▶ [Entries shown]
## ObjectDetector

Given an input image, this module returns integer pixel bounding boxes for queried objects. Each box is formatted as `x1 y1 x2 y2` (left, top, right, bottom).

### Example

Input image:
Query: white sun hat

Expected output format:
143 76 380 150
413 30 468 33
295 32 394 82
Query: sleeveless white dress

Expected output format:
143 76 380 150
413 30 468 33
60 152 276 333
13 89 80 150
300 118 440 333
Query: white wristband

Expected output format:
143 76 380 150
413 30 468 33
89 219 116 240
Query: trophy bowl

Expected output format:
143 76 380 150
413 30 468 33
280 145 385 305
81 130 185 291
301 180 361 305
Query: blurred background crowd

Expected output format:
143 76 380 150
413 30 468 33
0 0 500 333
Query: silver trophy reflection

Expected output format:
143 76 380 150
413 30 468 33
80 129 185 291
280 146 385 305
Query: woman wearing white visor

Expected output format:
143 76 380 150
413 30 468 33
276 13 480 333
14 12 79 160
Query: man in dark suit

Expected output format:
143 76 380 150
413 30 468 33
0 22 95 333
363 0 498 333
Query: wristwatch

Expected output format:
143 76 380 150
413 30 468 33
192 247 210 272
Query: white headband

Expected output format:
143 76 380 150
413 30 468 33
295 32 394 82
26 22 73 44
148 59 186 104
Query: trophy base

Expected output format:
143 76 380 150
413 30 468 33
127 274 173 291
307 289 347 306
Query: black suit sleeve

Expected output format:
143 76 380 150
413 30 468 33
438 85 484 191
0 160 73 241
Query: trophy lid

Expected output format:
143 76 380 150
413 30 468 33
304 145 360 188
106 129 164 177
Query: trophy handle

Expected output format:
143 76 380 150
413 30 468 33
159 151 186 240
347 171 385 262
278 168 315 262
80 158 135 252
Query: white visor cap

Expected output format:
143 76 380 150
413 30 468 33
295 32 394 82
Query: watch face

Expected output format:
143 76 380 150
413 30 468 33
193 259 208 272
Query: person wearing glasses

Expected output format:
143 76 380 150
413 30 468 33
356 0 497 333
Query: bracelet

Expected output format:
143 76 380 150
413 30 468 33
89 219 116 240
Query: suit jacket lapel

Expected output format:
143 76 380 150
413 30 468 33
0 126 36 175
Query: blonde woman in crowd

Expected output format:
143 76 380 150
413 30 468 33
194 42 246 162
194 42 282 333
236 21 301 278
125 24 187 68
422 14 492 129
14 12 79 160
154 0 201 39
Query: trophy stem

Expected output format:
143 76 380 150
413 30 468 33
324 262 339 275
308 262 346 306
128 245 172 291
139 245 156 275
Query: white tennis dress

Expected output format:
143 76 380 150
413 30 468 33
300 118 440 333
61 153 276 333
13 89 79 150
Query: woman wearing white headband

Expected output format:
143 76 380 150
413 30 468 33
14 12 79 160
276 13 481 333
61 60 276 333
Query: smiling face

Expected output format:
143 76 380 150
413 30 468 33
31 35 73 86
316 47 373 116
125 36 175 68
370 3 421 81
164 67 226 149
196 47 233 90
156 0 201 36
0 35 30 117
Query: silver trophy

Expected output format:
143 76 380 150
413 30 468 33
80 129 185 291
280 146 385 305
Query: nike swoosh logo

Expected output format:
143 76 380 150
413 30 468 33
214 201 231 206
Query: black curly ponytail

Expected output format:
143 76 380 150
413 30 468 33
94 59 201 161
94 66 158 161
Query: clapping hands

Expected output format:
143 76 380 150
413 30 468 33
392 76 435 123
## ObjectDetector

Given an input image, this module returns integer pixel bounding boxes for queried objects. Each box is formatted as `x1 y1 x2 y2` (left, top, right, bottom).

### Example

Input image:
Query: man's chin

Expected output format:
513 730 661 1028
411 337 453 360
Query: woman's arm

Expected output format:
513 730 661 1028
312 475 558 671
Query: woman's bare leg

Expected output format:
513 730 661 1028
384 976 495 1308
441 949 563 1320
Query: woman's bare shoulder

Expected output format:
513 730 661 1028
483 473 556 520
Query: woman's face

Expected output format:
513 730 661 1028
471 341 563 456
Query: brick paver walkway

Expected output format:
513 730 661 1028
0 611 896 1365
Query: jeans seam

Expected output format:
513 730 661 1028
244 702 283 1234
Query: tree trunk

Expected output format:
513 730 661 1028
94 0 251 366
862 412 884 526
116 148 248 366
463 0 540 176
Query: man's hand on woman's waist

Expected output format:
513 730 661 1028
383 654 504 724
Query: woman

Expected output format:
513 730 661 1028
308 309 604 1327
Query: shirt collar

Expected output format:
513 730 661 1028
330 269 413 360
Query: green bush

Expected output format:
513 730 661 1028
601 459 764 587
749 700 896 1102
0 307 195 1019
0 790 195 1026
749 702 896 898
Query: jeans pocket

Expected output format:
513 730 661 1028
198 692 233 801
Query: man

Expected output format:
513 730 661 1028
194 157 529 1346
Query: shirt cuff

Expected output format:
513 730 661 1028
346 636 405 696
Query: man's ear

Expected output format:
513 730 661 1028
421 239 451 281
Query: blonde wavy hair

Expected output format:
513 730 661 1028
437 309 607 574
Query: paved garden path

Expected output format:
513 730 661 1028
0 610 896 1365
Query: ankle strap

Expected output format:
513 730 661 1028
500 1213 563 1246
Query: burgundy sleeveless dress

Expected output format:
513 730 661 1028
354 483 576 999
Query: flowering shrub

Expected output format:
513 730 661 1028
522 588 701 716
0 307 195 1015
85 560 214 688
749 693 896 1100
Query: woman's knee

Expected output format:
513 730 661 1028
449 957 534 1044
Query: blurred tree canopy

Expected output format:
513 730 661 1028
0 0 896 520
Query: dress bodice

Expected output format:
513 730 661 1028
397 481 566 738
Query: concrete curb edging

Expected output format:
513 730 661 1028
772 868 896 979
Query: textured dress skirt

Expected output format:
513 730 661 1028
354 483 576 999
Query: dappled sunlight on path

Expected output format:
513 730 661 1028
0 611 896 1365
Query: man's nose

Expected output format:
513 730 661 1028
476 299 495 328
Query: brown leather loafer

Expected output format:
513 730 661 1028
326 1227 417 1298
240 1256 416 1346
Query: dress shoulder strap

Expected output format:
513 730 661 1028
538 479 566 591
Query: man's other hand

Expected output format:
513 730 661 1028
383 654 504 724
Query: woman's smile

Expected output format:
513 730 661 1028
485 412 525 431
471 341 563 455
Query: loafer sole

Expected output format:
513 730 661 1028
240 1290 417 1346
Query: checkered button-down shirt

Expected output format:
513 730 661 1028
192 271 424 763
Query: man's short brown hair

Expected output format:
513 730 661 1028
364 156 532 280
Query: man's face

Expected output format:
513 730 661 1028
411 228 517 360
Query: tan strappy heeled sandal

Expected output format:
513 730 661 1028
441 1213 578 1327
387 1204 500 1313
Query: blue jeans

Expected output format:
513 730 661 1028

▶ [Job]
Convert the part above that opens with the line containing "Query: nike swoosh logo" and closes with the line containing "244 702 283 1234", both lines included, into a JSON list of strings. Make one string per line and omit blank lines.

▶ [Result of this exercise]
[
  "Query: nike swoosh logo",
  "Expected output format:",
  "143 76 380 150",
  "413 30 468 33",
  "214 201 231 206",
  "Query: black curly ponytail",
  "Expected output format:",
  "143 76 380 150",
  "413 30 468 33",
  "94 59 201 161",
  "94 66 158 161",
  "Query: clapping hands",
  "Expected output format:",
  "143 76 380 150",
  "413 30 468 33",
  "392 76 435 123",
  "## ObjectDetector",
  "Given an input image, this module returns integer pixel bounding boxes for queried objects. Each box is formatted as `x1 y1 x2 y2` (left, top, right, bottom).",
  "### Example",
  "Input image:",
  "Query: man's chin",
  "Expected output format:",
  "513 730 661 1028",
  "411 337 453 360",
  "Query: woman's arm",
  "Expected output format:",
  "513 730 661 1028",
  "312 475 558 671",
  "Query: woman's bare leg",
  "Expected output format:",
  "513 730 661 1028",
  "384 976 495 1308",
  "441 949 563 1320",
  "Query: woman's bare shoulder",
  "Expected output format:",
  "513 730 661 1028",
  "483 473 556 520",
  "Query: woman's face",
  "Expected output format:",
  "513 730 661 1028",
  "471 341 563 456",
  "Query: brick paver walkway",
  "Expected output format:",
  "513 730 661 1028",
  "0 611 896 1365",
  "Query: jeans seam",
  "Expected output format:",
  "513 730 661 1028",
  "244 702 283 1234"
]